# DATA IN THIS EXERCISE:
........

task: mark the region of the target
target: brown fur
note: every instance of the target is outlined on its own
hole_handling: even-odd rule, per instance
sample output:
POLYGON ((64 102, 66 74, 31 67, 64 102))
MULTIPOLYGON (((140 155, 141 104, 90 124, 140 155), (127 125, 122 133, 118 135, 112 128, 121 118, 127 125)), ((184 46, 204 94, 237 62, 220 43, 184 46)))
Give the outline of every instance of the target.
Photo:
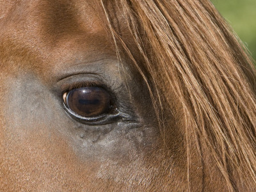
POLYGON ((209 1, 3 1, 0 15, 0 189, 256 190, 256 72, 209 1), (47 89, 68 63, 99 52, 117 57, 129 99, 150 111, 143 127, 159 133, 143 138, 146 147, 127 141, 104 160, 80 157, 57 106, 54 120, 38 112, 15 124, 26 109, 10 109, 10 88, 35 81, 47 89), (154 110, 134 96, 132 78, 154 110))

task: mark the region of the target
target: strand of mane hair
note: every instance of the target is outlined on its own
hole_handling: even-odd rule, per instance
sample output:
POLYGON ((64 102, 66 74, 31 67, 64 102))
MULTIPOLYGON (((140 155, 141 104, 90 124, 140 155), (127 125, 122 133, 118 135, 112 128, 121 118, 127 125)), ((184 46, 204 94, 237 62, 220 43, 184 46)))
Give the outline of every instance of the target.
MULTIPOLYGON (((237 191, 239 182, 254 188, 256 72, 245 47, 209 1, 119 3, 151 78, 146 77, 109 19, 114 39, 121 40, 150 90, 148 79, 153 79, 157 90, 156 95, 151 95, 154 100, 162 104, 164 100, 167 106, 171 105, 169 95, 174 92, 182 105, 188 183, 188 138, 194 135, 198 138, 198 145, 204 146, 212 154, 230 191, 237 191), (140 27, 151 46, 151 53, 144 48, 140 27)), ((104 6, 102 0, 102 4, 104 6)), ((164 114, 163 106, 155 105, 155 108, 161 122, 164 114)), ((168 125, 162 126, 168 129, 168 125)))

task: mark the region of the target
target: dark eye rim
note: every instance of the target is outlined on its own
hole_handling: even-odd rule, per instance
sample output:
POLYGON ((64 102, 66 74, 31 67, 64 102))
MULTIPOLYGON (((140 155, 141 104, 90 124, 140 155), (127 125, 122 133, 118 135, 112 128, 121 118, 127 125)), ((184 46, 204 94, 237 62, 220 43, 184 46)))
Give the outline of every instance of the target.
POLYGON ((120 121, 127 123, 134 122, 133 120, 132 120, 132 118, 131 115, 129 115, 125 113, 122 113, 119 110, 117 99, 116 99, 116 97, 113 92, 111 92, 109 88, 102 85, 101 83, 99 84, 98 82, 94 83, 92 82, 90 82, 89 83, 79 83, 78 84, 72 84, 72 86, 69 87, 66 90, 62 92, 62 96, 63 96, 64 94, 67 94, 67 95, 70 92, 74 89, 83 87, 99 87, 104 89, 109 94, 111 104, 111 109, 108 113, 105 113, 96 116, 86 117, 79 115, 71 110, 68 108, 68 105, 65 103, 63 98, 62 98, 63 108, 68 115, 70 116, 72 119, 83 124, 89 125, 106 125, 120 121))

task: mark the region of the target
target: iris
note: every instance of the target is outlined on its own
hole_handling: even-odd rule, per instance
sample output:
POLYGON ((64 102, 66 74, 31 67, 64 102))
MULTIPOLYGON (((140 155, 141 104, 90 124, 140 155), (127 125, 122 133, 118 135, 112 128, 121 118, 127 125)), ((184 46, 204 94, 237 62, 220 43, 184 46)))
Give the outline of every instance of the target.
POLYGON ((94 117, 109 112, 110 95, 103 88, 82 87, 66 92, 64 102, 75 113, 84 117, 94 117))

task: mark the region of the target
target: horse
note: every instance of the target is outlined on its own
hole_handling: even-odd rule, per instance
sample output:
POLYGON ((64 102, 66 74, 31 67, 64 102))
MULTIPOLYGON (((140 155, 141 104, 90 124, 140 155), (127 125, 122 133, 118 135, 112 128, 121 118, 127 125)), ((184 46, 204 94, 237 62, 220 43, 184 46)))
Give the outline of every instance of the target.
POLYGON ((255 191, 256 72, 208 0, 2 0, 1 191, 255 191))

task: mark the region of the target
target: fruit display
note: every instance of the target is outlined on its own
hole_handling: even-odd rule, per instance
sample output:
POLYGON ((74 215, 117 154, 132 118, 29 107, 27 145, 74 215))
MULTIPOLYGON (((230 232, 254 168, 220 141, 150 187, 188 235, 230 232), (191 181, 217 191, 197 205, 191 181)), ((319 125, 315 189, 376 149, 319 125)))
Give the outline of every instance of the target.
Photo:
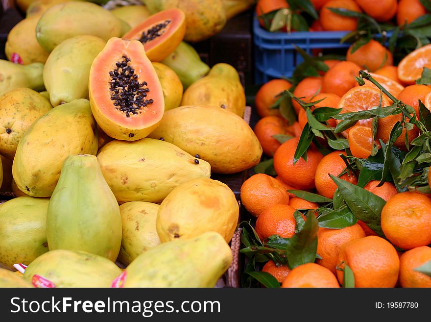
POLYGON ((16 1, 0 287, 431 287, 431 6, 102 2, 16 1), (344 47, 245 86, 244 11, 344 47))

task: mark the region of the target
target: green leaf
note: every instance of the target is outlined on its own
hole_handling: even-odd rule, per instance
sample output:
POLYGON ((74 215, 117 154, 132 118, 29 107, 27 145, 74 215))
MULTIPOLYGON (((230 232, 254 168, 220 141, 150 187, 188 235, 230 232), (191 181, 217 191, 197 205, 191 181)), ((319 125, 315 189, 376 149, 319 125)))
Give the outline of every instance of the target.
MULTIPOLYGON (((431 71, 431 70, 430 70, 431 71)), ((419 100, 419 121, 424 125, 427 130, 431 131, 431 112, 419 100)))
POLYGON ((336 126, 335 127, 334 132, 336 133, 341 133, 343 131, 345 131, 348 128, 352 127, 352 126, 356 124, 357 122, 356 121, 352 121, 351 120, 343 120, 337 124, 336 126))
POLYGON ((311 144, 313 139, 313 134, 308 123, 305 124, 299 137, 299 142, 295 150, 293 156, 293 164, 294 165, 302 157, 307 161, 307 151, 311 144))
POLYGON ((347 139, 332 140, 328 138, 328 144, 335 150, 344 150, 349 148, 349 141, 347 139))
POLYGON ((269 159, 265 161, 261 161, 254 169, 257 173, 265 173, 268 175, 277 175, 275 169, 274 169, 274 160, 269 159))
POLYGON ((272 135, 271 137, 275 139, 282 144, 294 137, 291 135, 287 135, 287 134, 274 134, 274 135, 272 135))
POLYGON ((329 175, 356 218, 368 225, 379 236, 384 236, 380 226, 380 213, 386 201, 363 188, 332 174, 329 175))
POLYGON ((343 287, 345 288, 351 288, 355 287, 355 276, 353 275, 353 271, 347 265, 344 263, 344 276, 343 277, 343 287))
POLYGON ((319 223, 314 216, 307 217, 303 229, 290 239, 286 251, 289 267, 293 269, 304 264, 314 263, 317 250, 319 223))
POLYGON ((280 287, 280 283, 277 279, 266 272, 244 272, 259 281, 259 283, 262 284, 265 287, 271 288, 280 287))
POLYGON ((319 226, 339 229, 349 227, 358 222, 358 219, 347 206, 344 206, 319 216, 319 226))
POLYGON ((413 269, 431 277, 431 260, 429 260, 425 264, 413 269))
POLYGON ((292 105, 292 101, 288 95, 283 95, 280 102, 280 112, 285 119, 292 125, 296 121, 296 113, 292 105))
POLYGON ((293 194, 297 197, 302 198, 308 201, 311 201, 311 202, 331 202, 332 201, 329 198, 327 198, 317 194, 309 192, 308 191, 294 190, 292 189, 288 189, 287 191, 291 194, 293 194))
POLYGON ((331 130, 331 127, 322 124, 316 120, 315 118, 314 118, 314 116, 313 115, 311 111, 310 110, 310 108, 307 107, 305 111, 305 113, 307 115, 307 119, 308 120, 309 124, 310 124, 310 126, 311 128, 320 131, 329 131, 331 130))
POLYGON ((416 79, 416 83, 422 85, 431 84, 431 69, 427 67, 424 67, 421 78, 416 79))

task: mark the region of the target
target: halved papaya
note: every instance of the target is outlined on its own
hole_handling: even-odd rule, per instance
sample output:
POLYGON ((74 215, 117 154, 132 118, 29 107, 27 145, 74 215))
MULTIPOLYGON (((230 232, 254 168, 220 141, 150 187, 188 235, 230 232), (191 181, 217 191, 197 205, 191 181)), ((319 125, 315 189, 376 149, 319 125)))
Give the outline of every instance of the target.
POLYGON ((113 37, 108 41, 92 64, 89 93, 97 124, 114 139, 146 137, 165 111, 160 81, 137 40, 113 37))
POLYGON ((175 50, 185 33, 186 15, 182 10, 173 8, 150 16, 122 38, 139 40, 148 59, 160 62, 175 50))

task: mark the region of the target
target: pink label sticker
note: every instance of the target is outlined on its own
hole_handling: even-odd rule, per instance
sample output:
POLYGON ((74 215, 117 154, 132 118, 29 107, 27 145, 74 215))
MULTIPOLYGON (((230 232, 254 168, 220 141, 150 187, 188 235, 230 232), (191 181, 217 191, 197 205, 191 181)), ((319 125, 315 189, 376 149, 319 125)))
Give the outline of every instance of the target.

........

# SET TASK:
Copy the items from the beginning through the line containing "POLYGON ((209 1, 3", replacing "brown fur" with "gray fur" and keeping everything else the same. Leave out the pictures.

# RESULT:
task: mark the region of the target
target: gray fur
note: every instance of the target is outlined on its own
hole_handling: even-odd rule, per instance
sample output:
POLYGON ((64 102, 66 74, 31 67, 64 102))
MULTIPOLYGON (((140 155, 141 104, 90 124, 140 155), (127 125, 122 133, 118 135, 112 128, 121 118, 127 125)), ((184 46, 204 94, 237 62, 220 43, 184 46)))
Give the outline of every instance of the target.
Photo:
POLYGON ((209 1, 3 1, 0 15, 0 189, 256 190, 256 72, 209 1), (47 89, 68 63, 99 52, 117 57, 129 99, 150 111, 143 127, 159 133, 143 138, 146 147, 127 141, 104 160, 80 157, 57 106, 54 120, 38 112, 15 124, 26 109, 10 109, 10 88, 35 81, 47 89), (154 110, 134 96, 132 78, 154 110))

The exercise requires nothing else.